> OBIETTIVI
1. Aggiorni il commento al vangelo riportandone il tratto compreso tra "Questa cosa è" e "2020 (Mt 5,17-37)", estremi inclusi, e sostituisca "perfezione" con "pienezza".
2. Scriva il seguito del commento al vangelo domenicale, riprendendo subito dopo la sua ultima frase.

Questa cosa è opera umana? Impossibile! E’ opera di Dio: “affinché siate figli del Padre vostro che è nei cieli” (v.45). Dio mi ama lì dove non sono amabile. E più cresciamo nella vita spirituale più lo capiamo. Come Dio ci ama e come Dio ci tratta: “non ci tratta secondo i peccati, non ci ripaga secondo le nostre colpe”, dice il salmo 103. Il Signore è misericordioso e pietoso, lento all’ira e grande nell’amore. Amare come Dio ci ha amati: è la perfezione dell’amore. E’ questa la vita dei figli di Dio.
VI DOMENICA DEL T.O. – ANNO A – 2020 (Mt 5,17-37)
Il vangelo di questa domenica, molto lungo e ricco di spunti, è tratto dal discorso della montagna di Matteo, dove Gesù vuole evidenziare la novità del vangelo rispetto alla legge.
Anzitutto Gesù dice che non è venuto ad abolire la legge antica, la Torah, la legge di Mosè, ma a darne il pieno compimento, a coglierne il significato più profondo, a svelarne il cuore.
Gesù ci sta dicendo che, davanti alle norme che regolano il vivere civile e la vita di fede, non bisogna guardare tanto all’esteriorità, alla forma, ma occorre capirne l’intenzione, la verità che ci sta sotto. Infatti, questo vale per la vita cristiana, ma anche per il vivere civile: il fine non è l’obbedienza formale alla legge; il fine è il bene che raggiungi attraverso la norma. Per quello Gesù ci dice: “se la vostra giustizia non supererà quella degli scribi e farisei, non entrerete nel regno dei cieli” (v.20) ossia non avrete in voi la vita, non assaporerete la vera felicità nei rapporti, nelle relazioni, nel vivere con voi stessi e con gli altri.
Poi Gesù apre diversi files, accenna e tratta di alcuni argomenti:
il primo è quello che riguarda il quinto comandamento, il non uccidere. In positivo: semina la vita, semina la pace, coltiva rapporti buoni. Non si uccide solo fisicamente, si può uccidere anche con la lingua: accusando ingiustamente, parlando alle spalle, insultando, denigrando, calunniando… e poi Gesù ci dice: impara a ricucire i rapporti, sia se sei stato tu a strapparli, sia se sei stato tu a subire l’ingiustizia, l’affronto, l’attacco. Prova, impegnati ad essere un artigiano di riconciliazione; impara a perdonare e impara pure ad accogliere il perdono.

> DATI ARCHIVIATI
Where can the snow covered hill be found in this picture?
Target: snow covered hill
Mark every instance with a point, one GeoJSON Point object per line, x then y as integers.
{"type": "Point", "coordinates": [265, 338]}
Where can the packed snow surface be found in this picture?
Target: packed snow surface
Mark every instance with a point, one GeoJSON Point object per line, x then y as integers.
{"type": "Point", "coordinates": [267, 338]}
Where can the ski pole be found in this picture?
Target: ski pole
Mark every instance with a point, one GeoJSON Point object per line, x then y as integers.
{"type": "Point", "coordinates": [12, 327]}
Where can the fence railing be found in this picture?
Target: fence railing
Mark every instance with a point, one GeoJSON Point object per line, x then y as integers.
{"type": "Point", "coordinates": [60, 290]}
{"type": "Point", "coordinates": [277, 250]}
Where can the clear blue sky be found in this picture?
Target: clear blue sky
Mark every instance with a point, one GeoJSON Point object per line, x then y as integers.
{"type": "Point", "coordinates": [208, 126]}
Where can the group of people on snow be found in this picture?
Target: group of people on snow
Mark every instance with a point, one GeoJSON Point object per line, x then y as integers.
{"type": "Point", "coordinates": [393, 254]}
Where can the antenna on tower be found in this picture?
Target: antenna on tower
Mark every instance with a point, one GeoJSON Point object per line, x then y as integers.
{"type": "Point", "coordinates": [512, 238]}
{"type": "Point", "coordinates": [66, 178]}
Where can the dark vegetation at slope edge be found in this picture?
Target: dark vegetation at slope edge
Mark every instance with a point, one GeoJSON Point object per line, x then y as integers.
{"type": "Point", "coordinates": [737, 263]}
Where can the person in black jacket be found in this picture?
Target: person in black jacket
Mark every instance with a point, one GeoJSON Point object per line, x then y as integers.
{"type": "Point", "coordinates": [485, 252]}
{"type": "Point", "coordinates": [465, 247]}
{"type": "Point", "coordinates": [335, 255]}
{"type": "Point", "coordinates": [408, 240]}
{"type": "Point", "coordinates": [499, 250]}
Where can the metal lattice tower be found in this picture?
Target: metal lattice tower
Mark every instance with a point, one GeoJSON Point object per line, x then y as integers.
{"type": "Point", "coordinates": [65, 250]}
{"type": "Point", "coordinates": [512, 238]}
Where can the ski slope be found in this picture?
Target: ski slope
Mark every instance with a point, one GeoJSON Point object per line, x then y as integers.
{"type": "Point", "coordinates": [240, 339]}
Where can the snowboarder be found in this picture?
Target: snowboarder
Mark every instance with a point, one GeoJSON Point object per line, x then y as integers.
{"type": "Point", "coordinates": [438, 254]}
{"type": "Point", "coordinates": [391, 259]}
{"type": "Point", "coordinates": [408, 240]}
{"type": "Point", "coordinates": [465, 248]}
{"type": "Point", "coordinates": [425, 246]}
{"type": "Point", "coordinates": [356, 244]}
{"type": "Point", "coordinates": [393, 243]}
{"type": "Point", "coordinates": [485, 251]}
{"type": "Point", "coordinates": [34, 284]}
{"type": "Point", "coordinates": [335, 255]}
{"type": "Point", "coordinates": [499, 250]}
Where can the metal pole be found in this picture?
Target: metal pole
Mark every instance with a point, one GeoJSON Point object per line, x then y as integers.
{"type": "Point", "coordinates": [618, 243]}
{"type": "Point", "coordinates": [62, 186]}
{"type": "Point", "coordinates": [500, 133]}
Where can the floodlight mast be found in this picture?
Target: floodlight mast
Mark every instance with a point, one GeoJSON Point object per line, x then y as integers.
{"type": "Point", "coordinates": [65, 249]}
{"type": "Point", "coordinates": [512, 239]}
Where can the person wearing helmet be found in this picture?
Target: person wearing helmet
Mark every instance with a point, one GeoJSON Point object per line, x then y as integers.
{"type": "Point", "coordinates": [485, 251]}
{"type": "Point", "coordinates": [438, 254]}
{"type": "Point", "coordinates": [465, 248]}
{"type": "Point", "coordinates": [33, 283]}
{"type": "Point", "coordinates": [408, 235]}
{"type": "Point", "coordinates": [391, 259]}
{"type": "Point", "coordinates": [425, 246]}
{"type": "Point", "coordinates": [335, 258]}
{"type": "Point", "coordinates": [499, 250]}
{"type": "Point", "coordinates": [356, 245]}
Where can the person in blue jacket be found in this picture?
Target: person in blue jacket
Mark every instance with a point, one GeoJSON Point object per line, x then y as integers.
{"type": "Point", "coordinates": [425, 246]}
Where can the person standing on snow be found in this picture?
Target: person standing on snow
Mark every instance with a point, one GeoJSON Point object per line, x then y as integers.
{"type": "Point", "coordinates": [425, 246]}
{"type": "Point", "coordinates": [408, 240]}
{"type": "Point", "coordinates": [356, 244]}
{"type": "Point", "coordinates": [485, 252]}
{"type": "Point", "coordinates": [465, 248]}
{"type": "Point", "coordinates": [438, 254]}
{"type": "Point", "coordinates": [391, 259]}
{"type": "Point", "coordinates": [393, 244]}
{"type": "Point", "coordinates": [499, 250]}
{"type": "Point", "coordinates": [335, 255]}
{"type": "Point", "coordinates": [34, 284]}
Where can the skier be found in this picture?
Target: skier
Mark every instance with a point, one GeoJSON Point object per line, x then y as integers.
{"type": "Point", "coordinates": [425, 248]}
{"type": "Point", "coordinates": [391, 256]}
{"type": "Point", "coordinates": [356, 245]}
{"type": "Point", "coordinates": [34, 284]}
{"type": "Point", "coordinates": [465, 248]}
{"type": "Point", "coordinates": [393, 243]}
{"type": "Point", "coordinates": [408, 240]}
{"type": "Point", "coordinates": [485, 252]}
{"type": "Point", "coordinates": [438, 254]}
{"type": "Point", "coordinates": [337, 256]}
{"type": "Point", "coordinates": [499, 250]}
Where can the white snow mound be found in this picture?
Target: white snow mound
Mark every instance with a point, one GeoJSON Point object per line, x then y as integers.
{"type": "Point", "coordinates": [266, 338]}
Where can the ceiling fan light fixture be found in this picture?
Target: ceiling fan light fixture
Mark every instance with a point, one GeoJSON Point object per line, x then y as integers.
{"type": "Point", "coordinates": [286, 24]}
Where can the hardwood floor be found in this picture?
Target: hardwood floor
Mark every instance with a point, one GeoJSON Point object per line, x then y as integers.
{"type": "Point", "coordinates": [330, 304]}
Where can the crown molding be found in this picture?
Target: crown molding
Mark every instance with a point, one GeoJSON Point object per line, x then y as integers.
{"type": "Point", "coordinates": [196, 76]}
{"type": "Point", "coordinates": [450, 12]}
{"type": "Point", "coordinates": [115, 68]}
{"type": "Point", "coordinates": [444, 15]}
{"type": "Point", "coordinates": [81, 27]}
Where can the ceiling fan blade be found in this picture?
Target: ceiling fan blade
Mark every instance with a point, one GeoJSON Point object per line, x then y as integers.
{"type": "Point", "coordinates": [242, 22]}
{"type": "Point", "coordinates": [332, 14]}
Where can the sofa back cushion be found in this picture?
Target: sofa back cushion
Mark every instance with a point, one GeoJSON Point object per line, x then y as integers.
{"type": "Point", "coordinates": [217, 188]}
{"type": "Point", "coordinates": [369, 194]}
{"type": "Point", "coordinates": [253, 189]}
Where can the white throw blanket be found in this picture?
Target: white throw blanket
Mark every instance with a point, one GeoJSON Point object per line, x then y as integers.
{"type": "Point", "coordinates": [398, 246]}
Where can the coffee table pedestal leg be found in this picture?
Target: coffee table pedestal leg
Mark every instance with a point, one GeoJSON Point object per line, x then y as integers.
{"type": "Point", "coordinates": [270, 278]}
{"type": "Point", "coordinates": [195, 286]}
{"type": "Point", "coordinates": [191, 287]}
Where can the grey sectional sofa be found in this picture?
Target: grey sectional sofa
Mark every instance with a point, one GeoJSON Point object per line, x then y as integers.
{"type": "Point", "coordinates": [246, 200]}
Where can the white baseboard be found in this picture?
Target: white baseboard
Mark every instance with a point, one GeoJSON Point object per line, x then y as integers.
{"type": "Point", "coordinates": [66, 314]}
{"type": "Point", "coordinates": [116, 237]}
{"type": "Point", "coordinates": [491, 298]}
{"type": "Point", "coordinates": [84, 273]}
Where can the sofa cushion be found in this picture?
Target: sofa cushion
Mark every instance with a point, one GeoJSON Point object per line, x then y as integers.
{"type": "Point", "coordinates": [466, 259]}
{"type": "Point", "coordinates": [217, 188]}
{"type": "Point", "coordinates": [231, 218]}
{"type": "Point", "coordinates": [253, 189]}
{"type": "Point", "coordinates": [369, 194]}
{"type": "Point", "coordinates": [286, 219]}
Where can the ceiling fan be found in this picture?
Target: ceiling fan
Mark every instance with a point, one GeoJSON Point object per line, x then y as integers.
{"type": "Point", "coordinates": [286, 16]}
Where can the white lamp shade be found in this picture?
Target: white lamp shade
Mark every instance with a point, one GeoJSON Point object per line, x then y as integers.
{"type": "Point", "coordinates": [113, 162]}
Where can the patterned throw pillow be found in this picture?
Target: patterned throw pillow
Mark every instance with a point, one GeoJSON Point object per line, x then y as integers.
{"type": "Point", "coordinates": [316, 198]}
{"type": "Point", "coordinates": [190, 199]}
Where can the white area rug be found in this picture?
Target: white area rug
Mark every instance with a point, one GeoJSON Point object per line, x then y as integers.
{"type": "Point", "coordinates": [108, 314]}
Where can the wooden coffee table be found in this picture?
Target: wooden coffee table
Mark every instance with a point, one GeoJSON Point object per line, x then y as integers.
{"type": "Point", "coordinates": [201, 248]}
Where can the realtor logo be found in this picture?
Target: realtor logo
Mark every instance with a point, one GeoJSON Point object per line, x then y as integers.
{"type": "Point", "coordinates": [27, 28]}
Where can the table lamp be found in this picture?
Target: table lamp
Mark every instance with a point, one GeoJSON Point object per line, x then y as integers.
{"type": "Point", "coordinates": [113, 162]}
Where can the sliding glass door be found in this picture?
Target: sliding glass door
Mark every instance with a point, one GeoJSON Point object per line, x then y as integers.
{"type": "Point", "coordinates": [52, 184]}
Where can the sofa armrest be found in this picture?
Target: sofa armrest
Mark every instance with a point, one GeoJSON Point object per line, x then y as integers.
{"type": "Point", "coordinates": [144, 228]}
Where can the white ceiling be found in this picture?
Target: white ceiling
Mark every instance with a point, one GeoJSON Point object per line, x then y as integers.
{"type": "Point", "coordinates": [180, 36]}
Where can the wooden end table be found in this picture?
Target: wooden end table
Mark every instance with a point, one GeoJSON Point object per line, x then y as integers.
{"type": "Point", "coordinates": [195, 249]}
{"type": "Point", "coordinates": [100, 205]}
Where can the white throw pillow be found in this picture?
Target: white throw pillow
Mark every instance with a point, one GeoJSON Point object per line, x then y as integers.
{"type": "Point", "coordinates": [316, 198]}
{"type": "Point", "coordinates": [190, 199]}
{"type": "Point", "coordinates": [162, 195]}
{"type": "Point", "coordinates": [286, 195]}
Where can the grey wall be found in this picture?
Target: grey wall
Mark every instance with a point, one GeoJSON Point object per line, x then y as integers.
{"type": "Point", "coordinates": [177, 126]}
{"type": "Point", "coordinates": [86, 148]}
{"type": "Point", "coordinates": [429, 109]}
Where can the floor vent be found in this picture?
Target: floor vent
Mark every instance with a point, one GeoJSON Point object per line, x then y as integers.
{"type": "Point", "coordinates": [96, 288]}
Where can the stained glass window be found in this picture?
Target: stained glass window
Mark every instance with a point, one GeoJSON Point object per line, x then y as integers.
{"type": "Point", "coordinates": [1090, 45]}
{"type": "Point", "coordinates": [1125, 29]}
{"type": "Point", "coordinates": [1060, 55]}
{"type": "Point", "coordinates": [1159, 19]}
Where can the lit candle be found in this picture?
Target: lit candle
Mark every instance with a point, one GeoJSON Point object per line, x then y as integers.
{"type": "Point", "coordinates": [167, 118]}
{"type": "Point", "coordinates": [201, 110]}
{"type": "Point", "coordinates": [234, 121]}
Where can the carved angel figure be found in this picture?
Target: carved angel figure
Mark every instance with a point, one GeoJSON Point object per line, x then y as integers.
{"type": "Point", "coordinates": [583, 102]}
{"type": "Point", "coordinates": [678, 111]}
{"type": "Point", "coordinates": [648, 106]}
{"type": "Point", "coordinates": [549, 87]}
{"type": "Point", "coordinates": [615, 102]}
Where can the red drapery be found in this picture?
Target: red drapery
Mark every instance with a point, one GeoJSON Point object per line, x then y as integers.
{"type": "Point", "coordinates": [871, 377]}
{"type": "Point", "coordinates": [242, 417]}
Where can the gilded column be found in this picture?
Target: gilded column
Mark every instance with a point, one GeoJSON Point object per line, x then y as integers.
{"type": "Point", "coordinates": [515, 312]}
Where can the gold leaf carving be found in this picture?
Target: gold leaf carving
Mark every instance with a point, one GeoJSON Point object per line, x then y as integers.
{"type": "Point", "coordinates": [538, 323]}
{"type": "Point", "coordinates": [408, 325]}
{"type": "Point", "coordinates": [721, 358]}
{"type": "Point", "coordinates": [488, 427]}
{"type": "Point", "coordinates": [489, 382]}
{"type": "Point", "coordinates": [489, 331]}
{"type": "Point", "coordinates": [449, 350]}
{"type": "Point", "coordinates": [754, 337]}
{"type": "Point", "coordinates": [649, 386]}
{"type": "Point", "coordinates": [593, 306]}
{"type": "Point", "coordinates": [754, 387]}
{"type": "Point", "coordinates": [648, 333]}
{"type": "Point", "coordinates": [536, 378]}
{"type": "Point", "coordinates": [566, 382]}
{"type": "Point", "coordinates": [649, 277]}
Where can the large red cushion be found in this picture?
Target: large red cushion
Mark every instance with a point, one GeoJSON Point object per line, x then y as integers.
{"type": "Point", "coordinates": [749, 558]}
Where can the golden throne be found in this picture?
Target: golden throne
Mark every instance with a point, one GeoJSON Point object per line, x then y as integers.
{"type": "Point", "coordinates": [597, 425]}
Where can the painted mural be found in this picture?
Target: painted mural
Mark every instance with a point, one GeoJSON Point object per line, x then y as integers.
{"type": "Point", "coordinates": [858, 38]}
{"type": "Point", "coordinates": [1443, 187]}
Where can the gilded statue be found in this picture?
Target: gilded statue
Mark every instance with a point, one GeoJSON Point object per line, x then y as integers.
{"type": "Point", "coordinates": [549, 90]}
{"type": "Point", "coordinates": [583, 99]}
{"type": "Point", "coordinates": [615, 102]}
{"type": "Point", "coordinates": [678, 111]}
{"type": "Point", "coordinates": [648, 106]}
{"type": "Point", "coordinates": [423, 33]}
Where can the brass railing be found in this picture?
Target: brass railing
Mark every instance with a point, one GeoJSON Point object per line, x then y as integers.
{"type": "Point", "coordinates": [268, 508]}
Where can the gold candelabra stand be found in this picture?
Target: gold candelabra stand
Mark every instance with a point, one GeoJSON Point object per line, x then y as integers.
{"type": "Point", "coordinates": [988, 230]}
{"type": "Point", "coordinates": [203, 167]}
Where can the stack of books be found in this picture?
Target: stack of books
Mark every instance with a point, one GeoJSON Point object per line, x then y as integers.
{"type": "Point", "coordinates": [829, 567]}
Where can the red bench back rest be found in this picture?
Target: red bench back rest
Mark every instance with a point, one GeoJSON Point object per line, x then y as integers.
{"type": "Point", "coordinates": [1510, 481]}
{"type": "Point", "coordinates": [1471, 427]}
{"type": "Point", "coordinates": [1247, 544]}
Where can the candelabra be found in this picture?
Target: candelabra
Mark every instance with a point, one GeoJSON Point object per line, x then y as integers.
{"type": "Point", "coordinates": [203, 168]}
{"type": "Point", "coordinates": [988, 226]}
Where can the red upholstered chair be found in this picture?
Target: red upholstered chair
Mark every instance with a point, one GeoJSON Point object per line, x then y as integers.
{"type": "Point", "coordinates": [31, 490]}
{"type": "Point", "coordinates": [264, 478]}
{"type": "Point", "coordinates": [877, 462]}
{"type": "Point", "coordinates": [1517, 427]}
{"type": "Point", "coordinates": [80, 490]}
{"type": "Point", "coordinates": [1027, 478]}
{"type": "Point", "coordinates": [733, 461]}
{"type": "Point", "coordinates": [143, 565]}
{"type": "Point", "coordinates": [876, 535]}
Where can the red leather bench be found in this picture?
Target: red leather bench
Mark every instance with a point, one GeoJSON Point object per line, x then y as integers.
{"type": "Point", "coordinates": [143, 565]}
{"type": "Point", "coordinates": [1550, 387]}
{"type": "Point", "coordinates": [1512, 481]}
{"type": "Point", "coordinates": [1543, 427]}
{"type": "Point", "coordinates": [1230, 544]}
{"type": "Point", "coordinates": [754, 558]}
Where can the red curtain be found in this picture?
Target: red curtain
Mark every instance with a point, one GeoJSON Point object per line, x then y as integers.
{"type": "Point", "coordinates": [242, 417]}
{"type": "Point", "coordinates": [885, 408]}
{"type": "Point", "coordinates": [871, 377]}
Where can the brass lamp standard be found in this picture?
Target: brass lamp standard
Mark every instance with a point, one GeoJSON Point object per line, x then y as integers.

> RISPOSTE FORNITE
1.
Questa cosa è opera umana? Impossibile! E’ opera di Dio: “affinché siate figli del Padre vostro che è nei cieli” (v.45). Dio mi ama lì dove non sono amabile. E più cresciamo nella vita spirituale più lo capiamo. Come Dio ci ama e come Dio ci tratta: “non ci tratta secondo i peccati, non ci ripaga secondo le nostre colpe”, dice il salmo 103. Il Signore è misericordioso e pietoso, lento all’ira e grande nell’amore. Amare come Dio ci ha amati: è la pienezza dell’amore. E’ questa la vita dei figli di Dio.
VI DOMENICA DEL T.O. – ANNO A – 2020 (Mt 5,17-37)

2.
Secondo argomento: il sesto comandamento (che noi cattolici abbiamo erroneamente tradotto con “non commettere atti impuri”: nella Bibbia non c’è: c’è non commettere adulterio).
Ad-ulterare: falsificare, modificare, contraffare un rapporto.
Gesù ci invita e ci esorta: non è sufficiente che l’adulterio non sia consumato.
- Occhio al cuore! Tutto parte da lì e arriva lì. Il problema non è il comportamento in sé, il singolo atto, ma ciò che ti porta a compiere quell’atto, ad assumere quel comportamento…
- Il male di solito non si mostra mai come male, ma camuffato in bene. E soprattutto campa tante scuse a sostegno della propria tesi; si autogiustifica e si autoassolve. Relativizza tutto: “che male c’è?”
- Occhio a come guardi le persone: ci sono due modi per guardare la gente: da predatori (lo voglio/la voglio, deve essere roba mia), oppure da riceventi (ti accolgo come un dono… ricordiamoci che si prendono le cose e si accolgono le persone e non viceversa…)
Terzo argomento: il giuramento. Ai tempi di Gesù il giuramento nella vita di tutti i giorni era fondamentale perché tutta la vita civile si basava sul giuramento, che era la modalità principale con cui si stipulavano i contratti.
E poi l’ultima frase: il tuo parlare sia sì, sì, no, no; il resto viene dal male (v.37: Gesù non dice tutto il resto è vento, inconsistente… no no, dice, tutto il resto viene da Satana!)
Quante parole al vento, quante dietrologie, quanti oratori senza contenuto; quanto fumo e niente arrosto… Gesù ci esorta: sii sincero, sii leale, sii semplice nei tuoi ragionamenti, sii lucido nelle tue affermazioni; conta fino a cento prima di parlare, prima di ferire una persona, prima di pronunciare (o peggio giurare) il falso, prima di dare giudizi sommari e senza fondamento. E occhio che il male che semini, prima o poi, si ritorcerà su di te (tutto il resto viene dal male e ritorna al male).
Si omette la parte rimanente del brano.